_Exercise task_: Place the lines of the material below into a numbered list. Begin at the line that contains "point_to(query) locates the green grass", stop after the line that contains "x=208, y=238", and leave out any blank lines.
+ + + + + + +
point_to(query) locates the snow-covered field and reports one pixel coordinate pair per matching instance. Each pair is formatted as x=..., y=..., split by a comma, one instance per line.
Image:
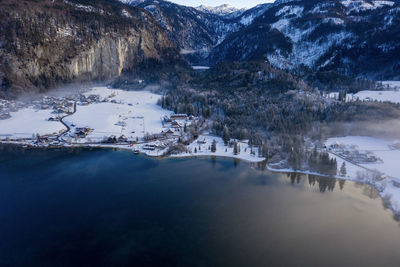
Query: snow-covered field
x=380, y=147
x=203, y=149
x=131, y=113
x=382, y=96
x=27, y=122
x=389, y=187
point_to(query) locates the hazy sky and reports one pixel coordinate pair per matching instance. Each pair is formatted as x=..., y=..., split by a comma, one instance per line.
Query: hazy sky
x=235, y=3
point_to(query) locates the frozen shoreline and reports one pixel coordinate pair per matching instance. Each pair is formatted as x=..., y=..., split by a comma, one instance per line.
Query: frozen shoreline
x=388, y=188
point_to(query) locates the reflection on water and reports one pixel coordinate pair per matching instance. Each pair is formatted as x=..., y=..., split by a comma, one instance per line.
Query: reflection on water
x=102, y=207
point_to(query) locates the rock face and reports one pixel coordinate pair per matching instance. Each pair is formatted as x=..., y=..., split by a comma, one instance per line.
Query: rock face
x=45, y=43
x=196, y=31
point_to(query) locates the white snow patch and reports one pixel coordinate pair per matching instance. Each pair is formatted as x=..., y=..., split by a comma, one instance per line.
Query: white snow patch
x=382, y=96
x=203, y=149
x=133, y=114
x=27, y=122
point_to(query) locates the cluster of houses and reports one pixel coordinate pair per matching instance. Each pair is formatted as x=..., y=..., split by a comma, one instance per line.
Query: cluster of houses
x=351, y=153
x=174, y=124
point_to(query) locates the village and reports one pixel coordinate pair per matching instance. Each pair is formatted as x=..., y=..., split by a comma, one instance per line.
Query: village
x=104, y=117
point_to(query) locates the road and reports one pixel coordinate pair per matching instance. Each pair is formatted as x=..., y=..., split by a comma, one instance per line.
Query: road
x=66, y=125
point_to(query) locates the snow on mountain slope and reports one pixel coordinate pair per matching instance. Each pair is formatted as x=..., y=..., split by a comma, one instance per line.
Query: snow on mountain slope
x=222, y=10
x=354, y=37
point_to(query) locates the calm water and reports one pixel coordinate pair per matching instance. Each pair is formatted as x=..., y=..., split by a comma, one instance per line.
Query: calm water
x=103, y=207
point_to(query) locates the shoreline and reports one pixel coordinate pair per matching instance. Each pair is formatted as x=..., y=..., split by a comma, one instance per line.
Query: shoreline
x=388, y=200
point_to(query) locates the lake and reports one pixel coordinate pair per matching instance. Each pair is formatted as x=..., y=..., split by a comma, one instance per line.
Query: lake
x=103, y=207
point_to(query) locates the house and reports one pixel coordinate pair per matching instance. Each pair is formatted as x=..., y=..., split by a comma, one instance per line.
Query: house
x=178, y=117
x=81, y=132
x=149, y=147
x=122, y=138
x=202, y=141
x=54, y=118
x=5, y=116
x=168, y=132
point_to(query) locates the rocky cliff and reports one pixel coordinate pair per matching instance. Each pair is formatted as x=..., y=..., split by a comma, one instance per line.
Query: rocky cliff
x=48, y=42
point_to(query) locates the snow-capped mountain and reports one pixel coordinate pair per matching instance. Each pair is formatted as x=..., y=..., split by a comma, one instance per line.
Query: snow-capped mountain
x=195, y=31
x=225, y=10
x=359, y=37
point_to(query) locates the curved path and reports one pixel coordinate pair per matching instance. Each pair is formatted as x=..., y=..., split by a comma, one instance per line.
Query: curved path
x=66, y=125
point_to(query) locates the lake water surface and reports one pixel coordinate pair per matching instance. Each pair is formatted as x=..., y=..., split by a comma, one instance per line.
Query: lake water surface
x=104, y=207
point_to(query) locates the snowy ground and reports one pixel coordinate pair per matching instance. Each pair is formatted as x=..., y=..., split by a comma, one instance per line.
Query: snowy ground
x=129, y=113
x=389, y=186
x=380, y=147
x=382, y=96
x=27, y=122
x=203, y=149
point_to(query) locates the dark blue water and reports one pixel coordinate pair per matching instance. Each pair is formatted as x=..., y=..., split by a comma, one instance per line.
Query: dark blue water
x=112, y=208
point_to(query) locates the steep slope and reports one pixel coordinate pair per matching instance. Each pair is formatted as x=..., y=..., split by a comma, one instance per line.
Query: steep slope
x=225, y=10
x=353, y=37
x=195, y=31
x=45, y=43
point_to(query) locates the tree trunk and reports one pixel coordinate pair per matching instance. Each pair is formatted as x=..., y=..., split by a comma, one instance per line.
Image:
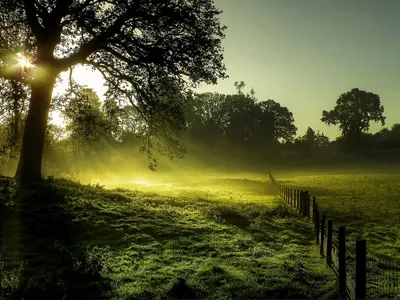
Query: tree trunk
x=30, y=160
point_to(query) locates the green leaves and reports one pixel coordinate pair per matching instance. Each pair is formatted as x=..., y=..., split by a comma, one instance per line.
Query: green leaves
x=354, y=111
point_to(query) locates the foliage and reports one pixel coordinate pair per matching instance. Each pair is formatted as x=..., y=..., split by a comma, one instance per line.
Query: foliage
x=354, y=111
x=139, y=244
x=239, y=119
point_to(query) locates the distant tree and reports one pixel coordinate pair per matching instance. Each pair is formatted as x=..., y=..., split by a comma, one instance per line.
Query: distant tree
x=241, y=116
x=321, y=140
x=353, y=113
x=136, y=45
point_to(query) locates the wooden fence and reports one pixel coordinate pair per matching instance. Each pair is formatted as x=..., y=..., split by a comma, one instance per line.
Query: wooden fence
x=332, y=243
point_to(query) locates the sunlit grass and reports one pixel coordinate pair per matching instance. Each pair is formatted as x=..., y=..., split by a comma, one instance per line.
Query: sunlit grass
x=223, y=238
x=368, y=204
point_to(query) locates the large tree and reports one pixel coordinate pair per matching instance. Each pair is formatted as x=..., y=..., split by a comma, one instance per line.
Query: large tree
x=137, y=45
x=354, y=111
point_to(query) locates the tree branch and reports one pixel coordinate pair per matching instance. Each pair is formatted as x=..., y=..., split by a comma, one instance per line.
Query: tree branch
x=96, y=43
x=30, y=11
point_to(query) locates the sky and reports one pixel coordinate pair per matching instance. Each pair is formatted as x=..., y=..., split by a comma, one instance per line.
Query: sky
x=305, y=53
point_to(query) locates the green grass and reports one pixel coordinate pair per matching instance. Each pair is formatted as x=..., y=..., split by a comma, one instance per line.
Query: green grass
x=209, y=239
x=367, y=204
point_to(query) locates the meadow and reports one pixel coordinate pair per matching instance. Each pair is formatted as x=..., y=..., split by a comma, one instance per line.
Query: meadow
x=366, y=201
x=204, y=238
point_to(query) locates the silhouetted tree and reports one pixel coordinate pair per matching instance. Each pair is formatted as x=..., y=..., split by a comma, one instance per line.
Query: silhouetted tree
x=353, y=113
x=136, y=45
x=240, y=86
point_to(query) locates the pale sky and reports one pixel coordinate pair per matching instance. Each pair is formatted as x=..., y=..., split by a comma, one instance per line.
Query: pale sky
x=305, y=53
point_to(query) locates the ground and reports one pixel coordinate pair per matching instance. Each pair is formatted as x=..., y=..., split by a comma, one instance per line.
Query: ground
x=208, y=238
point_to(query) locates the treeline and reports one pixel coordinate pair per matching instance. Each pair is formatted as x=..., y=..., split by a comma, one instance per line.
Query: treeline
x=235, y=126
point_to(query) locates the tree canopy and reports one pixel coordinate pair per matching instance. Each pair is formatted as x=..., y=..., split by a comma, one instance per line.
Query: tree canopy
x=354, y=111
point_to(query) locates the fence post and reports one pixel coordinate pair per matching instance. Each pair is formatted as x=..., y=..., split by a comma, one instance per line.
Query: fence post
x=286, y=193
x=305, y=198
x=291, y=197
x=301, y=202
x=307, y=205
x=322, y=235
x=342, y=262
x=329, y=243
x=316, y=222
x=314, y=207
x=361, y=269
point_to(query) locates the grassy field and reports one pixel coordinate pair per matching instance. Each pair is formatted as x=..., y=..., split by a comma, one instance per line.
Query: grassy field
x=368, y=204
x=214, y=238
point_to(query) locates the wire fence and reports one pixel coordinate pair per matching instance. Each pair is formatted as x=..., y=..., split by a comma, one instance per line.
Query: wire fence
x=366, y=275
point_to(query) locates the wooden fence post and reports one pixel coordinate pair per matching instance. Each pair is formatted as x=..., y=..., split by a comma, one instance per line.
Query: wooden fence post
x=342, y=262
x=301, y=202
x=291, y=197
x=316, y=222
x=329, y=243
x=298, y=199
x=361, y=269
x=314, y=207
x=286, y=193
x=322, y=235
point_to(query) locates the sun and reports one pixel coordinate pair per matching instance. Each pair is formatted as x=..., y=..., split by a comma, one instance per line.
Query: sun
x=24, y=61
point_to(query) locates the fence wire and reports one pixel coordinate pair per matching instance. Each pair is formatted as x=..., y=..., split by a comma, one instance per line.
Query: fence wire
x=383, y=277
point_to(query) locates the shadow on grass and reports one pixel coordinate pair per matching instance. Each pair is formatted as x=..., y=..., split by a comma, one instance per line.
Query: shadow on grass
x=52, y=265
x=51, y=225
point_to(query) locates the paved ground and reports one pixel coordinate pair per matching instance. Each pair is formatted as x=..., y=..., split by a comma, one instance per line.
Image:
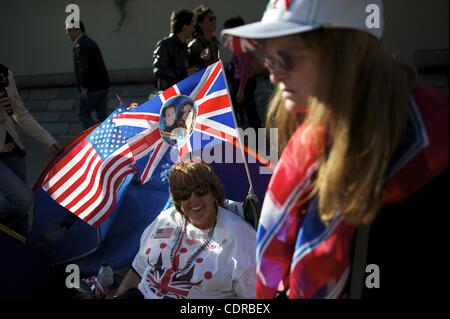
+ + + + + + +
_Result of this exercise_:
1. point_to(query) locates the green grass and reports one pixel coordinate pair per matching instance. Each pair is formatted as x=..., y=..., split by a comma, one instance per line.
2. Query: green grass
3. x=209, y=239
4. x=367, y=204
5. point_to(query) locates the meadow and reports one pixel coordinate pair per matching instance. Each pair is formatted as x=..., y=..., split by a comma, one instance per line.
6. Query: meadow
7. x=366, y=201
8. x=204, y=238
9. point_to(query) locates the silhouetted tree and reports one pixel coordinate pair per matching instance. Each pair is formatted as x=..., y=..., split by a comma, one instance per line.
10. Query: silhouetted tree
11. x=353, y=113
12. x=136, y=45
13. x=240, y=86
14. point_to(query) locates the pale sky and reports one pixel coordinate pair per matching instance. Each pair is formatted as x=..., y=..., split by a comma, one instance per line.
15. Query: pale sky
16. x=305, y=53
17. point_to(query) locates the ground and reports one pixel coordinate pair per matching instance. Each pair is formatted as x=..., y=..., split by a comma, one instance per line.
18. Query: ground
19. x=208, y=238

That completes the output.